#### [EXERCISE AIM]
Among the entries below, find the lines that hold the word "police" and report them.

#### [ENTRIES SUPPLIED]
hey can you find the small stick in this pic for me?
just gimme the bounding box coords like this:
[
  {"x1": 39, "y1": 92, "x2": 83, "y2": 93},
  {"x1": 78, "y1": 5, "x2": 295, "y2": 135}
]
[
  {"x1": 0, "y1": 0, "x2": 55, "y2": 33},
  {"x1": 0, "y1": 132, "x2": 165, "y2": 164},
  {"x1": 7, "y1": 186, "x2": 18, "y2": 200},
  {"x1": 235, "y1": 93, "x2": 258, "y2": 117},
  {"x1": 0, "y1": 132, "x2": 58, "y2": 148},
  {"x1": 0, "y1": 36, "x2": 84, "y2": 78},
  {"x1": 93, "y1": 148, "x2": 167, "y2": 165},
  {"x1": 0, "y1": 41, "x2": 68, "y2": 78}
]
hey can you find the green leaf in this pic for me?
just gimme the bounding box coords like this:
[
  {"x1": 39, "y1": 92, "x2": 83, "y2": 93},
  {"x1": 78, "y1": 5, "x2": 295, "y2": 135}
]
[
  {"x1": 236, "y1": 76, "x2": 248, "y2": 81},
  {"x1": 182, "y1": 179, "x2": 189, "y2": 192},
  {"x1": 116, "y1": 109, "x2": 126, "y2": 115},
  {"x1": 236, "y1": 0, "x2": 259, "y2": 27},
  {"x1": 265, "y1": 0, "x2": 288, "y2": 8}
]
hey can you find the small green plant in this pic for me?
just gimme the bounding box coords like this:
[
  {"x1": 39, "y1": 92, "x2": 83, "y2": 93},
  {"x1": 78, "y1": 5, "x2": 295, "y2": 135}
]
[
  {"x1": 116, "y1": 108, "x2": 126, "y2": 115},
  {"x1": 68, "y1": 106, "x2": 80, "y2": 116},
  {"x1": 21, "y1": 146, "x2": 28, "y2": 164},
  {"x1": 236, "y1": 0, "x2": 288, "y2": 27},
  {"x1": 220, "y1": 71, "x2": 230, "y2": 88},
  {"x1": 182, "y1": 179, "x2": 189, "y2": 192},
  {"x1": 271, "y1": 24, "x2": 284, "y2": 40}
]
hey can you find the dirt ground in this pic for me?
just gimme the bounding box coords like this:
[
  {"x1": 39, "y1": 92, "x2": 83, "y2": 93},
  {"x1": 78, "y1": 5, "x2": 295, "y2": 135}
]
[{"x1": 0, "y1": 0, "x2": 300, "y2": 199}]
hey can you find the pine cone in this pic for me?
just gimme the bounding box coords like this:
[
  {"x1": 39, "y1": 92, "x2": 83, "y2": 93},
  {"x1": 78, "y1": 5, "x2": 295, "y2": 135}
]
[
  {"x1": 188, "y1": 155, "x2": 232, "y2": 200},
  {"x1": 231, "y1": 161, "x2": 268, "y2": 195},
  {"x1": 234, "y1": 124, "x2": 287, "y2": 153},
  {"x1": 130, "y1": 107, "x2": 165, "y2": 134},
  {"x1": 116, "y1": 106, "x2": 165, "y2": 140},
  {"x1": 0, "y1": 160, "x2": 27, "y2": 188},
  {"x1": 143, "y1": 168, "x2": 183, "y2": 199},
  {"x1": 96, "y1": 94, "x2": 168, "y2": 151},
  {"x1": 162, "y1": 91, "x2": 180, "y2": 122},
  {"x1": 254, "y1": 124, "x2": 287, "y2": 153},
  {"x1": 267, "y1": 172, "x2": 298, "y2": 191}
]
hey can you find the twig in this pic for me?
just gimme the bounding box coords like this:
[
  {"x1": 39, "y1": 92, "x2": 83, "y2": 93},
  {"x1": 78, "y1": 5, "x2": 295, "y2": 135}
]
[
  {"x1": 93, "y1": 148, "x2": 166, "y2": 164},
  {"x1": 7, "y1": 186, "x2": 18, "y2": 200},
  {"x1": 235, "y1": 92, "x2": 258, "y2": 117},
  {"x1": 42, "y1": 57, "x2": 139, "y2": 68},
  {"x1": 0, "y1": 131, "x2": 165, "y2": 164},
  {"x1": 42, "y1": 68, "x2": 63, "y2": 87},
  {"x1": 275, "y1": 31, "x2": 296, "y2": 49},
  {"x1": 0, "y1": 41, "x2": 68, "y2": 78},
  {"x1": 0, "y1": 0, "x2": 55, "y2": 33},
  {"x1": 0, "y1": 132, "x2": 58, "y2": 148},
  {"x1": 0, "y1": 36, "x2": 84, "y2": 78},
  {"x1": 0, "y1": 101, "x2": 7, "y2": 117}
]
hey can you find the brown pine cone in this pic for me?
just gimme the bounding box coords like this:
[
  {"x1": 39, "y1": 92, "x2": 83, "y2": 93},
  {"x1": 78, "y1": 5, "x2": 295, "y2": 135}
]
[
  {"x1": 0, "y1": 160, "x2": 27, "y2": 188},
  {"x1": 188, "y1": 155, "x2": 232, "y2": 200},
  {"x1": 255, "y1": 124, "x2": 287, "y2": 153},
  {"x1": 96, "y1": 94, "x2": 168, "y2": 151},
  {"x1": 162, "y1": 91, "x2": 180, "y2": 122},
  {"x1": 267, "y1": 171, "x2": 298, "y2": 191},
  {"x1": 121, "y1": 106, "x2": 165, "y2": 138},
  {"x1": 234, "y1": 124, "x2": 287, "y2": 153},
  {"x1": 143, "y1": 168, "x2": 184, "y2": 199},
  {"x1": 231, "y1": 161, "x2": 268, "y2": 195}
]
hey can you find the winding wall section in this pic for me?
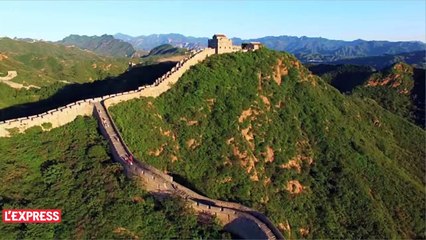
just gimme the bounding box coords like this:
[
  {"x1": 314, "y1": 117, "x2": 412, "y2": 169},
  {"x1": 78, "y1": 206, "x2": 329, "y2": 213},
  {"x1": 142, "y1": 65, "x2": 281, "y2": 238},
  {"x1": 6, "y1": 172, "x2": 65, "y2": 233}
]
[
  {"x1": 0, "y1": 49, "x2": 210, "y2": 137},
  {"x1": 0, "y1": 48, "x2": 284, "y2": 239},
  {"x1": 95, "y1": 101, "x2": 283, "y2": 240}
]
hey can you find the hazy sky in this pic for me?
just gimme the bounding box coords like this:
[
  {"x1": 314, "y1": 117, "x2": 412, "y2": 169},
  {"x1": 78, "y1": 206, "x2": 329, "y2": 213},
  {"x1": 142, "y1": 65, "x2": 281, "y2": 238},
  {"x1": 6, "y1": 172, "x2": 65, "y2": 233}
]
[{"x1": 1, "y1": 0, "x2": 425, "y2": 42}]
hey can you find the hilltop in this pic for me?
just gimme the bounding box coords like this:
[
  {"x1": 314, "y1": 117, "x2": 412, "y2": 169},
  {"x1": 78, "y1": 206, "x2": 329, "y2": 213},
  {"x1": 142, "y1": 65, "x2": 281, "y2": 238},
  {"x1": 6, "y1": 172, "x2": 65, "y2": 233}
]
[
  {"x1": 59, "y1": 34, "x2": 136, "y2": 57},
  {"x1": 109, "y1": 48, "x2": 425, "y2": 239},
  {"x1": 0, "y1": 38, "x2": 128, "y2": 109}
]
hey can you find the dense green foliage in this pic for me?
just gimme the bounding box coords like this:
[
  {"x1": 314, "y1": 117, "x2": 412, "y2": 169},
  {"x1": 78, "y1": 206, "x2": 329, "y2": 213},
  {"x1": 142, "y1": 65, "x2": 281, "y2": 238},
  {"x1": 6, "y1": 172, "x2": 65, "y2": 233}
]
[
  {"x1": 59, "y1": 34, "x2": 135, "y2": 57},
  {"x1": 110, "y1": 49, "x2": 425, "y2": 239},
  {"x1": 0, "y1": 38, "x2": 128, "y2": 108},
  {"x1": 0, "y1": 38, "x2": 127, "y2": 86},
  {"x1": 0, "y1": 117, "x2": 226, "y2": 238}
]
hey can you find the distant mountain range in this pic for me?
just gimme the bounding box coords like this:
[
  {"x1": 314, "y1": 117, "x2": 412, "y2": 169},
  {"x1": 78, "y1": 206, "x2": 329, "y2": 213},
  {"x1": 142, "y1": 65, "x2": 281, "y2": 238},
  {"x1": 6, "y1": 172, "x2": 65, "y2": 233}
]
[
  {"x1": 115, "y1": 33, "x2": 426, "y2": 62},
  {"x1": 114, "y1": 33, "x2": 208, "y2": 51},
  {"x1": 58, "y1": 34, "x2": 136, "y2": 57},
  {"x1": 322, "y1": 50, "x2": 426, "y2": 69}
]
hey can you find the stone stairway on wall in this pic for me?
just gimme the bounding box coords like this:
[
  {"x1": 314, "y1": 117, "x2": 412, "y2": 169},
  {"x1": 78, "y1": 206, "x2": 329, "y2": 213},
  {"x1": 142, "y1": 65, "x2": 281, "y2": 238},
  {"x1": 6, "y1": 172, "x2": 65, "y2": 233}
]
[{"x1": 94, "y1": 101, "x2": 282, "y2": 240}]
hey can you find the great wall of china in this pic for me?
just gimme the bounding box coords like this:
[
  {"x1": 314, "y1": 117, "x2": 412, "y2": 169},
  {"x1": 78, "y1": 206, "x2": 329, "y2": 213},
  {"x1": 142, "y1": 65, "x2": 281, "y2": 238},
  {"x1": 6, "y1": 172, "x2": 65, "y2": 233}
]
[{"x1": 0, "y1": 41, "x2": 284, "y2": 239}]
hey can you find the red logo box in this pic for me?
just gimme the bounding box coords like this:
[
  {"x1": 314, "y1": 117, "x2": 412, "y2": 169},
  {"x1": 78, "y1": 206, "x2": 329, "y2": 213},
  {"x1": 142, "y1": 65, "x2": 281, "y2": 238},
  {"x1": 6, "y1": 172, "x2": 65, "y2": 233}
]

---

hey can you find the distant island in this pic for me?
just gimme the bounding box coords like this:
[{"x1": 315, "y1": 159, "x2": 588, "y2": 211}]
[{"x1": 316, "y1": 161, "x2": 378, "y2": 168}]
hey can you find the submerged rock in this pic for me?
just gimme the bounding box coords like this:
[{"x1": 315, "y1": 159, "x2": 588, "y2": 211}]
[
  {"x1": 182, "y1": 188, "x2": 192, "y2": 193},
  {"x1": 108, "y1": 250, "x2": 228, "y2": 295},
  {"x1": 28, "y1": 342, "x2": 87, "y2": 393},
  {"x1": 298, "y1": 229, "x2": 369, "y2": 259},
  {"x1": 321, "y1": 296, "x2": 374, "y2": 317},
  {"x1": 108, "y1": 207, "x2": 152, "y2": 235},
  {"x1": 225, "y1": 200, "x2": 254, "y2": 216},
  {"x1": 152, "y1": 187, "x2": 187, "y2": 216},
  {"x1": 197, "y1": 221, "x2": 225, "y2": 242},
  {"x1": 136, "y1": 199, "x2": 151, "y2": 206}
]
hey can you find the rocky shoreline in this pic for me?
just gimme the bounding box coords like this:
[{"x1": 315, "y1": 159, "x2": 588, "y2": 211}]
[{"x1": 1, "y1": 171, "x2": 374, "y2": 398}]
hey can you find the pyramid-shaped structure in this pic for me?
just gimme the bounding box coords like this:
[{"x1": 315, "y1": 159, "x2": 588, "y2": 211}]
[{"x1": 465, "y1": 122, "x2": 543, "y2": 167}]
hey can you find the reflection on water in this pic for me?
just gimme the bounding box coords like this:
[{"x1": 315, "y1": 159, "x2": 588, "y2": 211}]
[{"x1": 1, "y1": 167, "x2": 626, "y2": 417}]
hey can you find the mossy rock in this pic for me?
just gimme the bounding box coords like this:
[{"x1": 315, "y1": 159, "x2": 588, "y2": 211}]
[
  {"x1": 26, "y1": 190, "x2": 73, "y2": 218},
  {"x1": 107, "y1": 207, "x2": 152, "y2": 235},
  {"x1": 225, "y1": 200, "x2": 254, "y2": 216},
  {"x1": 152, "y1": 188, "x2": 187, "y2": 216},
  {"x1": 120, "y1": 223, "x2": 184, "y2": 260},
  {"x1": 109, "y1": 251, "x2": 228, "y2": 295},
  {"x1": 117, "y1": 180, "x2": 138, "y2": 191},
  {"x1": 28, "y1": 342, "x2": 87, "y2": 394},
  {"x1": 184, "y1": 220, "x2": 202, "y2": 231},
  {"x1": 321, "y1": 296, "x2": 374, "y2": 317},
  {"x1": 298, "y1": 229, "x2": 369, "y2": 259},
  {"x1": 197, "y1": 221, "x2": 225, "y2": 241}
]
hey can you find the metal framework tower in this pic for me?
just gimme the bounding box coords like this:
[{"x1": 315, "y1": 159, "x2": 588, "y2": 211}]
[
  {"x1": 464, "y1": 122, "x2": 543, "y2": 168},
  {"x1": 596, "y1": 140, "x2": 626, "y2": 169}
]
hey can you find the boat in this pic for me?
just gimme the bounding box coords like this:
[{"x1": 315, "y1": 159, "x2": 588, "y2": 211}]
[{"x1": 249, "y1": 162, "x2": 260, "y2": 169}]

...

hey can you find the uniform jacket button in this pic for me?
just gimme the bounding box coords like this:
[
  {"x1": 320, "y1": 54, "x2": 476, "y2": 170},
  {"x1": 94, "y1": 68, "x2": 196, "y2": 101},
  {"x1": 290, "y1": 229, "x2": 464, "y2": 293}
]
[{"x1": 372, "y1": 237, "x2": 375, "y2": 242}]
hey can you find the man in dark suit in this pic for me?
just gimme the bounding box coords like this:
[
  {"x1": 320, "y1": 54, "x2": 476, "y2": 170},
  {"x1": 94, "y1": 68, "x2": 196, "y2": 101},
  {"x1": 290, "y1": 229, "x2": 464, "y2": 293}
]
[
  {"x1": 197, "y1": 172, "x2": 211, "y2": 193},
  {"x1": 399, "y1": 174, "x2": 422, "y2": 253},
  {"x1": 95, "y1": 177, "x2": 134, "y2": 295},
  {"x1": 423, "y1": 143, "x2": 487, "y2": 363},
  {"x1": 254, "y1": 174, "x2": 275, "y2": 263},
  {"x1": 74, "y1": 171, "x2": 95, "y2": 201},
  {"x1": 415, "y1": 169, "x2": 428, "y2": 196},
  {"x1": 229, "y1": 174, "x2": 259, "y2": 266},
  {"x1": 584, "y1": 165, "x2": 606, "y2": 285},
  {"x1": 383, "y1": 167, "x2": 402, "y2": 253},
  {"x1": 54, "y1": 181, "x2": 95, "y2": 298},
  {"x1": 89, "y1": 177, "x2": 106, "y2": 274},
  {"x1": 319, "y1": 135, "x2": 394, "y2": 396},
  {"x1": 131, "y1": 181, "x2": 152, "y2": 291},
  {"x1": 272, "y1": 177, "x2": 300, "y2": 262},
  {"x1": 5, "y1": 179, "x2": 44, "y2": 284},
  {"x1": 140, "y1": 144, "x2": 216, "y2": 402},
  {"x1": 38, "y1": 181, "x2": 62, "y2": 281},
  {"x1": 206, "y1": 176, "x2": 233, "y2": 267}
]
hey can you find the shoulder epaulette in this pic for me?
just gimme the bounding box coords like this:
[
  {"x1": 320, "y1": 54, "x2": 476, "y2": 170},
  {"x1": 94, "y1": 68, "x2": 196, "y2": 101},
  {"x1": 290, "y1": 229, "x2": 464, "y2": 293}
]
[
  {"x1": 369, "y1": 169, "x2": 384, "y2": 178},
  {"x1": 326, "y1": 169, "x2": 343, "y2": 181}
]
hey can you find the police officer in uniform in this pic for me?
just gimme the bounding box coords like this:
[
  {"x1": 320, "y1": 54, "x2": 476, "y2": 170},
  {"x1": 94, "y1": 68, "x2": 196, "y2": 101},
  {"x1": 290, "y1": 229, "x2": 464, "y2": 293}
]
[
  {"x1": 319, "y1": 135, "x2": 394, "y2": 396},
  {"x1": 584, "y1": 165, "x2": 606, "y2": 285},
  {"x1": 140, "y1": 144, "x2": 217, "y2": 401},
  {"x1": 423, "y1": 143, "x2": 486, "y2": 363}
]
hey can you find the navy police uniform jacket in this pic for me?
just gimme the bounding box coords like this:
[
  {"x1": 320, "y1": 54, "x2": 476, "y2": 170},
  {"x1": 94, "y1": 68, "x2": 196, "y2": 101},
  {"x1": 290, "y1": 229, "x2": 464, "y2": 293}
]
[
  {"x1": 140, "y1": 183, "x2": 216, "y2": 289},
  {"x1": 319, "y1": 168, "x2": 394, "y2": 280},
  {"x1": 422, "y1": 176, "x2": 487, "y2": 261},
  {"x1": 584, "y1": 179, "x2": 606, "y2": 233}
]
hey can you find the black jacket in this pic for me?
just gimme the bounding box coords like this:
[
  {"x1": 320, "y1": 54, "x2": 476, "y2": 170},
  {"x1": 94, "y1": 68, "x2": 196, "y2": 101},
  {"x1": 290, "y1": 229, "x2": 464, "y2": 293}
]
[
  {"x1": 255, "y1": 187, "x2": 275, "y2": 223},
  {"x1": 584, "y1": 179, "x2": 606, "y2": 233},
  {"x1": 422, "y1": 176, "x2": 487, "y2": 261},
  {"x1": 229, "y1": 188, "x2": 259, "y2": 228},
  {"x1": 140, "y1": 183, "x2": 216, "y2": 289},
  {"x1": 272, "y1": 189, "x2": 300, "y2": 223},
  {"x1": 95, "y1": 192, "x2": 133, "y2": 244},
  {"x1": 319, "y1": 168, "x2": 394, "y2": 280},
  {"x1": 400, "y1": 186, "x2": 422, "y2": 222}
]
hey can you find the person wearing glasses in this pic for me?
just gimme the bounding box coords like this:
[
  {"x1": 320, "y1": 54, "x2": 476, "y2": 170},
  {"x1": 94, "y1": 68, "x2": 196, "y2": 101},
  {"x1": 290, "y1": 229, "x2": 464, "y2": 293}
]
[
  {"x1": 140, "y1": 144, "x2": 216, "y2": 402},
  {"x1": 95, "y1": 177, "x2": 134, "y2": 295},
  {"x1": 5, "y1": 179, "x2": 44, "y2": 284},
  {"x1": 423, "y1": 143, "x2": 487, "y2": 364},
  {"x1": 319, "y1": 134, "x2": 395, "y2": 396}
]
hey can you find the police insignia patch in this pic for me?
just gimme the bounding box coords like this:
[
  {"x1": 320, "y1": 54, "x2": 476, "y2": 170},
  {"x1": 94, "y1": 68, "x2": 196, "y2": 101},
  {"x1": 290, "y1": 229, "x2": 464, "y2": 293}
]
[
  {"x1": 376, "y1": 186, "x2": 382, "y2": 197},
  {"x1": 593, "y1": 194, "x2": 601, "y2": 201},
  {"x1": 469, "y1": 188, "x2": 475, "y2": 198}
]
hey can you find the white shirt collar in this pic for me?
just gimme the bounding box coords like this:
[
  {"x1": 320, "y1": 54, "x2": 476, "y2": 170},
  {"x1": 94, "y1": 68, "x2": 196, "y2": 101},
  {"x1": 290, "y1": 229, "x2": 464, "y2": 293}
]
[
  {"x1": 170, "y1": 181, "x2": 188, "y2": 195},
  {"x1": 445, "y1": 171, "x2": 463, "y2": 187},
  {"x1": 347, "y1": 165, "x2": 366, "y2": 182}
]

#### [RESULT]
hey can you find the police officer in uniform in this pic for me?
hey can you find the navy police uniform jacket in this pic for me?
hey can you find the police insignia patch in this pic for me?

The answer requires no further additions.